» AUSZUFÜHRENDE AUFGABEN
a. Beantworte anhand des Berichts über die Krim-Feier folgende Fragen:
(i) In welchem Stadion findet die Veranstaltung statt?
(ii) Vor wie vielen Jahren wurde die Krim zum russischen Föderationssubjekt erklärt?
(iii) Welcher Buchstabe untermalt die Darstellung der Schlacht um die Ukraine?
b. Führe den Bericht über die Krim-Feier im Anschluss an seinen letzten Satz fort.

» QUELLTEXT
Mit einer großen Feier begeht Russlands Präsident Putin den Jahrestag der Annexion der Krim. Russische Staatsbedienstete müssen teilnehmen.

Wladimir Putin bei seinem Auftritt im Luschniki-Stadion am 18.März Foto: Sputnik/Kremlin/reuters

Moskau taz | Es ist eine ideologische Euphorieshow, die sich an diesem Freitagnachmittag im Moskauer Luschniki-Stadion vollzieht. Busweise werden Menschen mit der russischen Trikolore angekarrt, manche von ihnen müssen ihre Teilnahme den Vorgesetzten melden. Mit Unterschrift und Adresse, mit Bildern vom Ort des Geschehens. Leh­rer*in­nen, Student*in­nen, Angestellte im öffentlichen Dienst nehmen an der Veranstaltung teil, die in Russland unter dem euphemistischen Begriff „Krim-Frühling“ läuft, ein Feiertag. Es ist eine staatlich angeordnete Maßnahme. Nicht alle kommen freiwillig, manche unterschreiben und laufen schnell wieder weg.

Vor acht Jahren wurde die von Russland annektierte ukrainische Halbinsel Krim zum russischen Föderationssubjekt erklärt. „Eingegliedert“, heißt es im Russischen. „Zurückgekehrt in den Heimathafen“, sagen die glühendsten An­hän­ge­r*in­nen der völkerrechtswidrigen Einverleibung.

Im Zuge der sogenannten militärischen Spezialoperation, wie Russland seinen Feldzug gegen die Ukraine derzeit nennt, instrumentalisiert das Regime den Jahrestag, um seine Parolen für Frieden und Menschenrechte unters Volk zu bringen. Es macht es auf eine perfide Weise, indem es jeden Begriff – Liebe, Frieden, Freundschaft – völlig umwertet.

Die Schlacht um die Ukraine wird als Schlacht gegen den Nazismus verkauft. Untermalt mit dem lateinischen Buchstaben „Z“, der eine Art neue Swastika geworden ist. Selbst Kindergartenkinder müssen Tänze in Z-Formationen aufführen, sie malen den Buchstaben in den Farben der russischen Trikolore auf, sagen Gedichte über die „Heldentaten“ der russischen Armee auf. Nicht alle Eltern sehen darin einen Missbrauch ihrer Kinder.

» BEREITGESTELLTE DATEN

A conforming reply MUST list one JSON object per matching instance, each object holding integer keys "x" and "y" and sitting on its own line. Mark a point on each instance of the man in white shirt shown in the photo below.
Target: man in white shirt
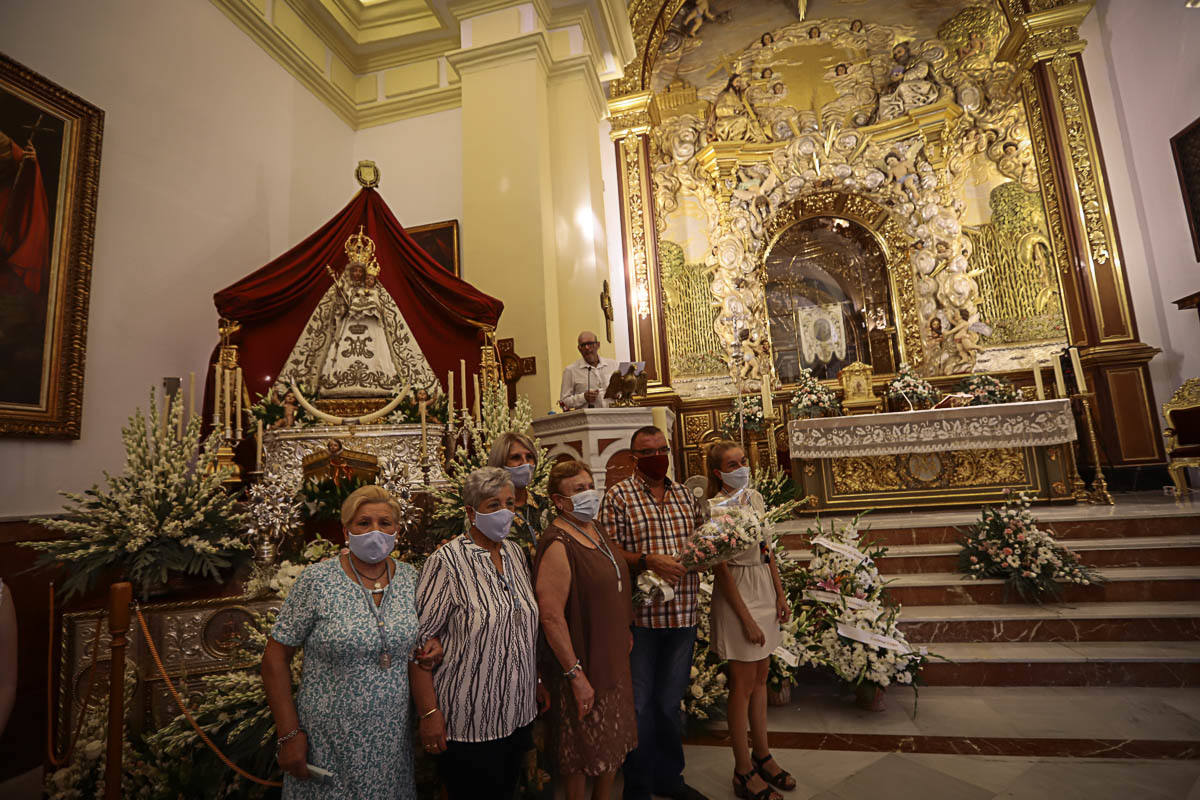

» ANTWORTEN JE AUFGABE
a.
(i) Im Moskauer Luschniki-Stadion.
(ii) Vor acht Jahren.
(iii) Der lateinische Buchstabe „Z“.

b.
Plötzlich unterbricht die Übertragung

„Solch eine Einheit hatten wir schon lange nicht“, sagt der russische Präsident Wladimir Putin, als er im Luschniki-Stadion auftritt – und plötzlich verstummt. Nicht einmal drei Minuten dauert seine Rede, in der er nochmals wiederholt, was er in den vergangenen Tagen wie ein Mantra von sich gibt. Die „Spezialoperation“ verlaufe „erfolgreich“, „nach Plan“ und werde ihre „Ziele“ erreichen.

Die Übertragung – jeder russischer Staatssender zeigt seinen Auftritt – unterbricht mitten im Satz, die Regie sendet Bilder patriotischer Schlager aus dem vergangenen Jahr. Die Rus­s*in­nen am Fernsehen rätseln. Der Kremlsprecher Dmitri Peskow klärt wenig später auf: ein Serverproblem.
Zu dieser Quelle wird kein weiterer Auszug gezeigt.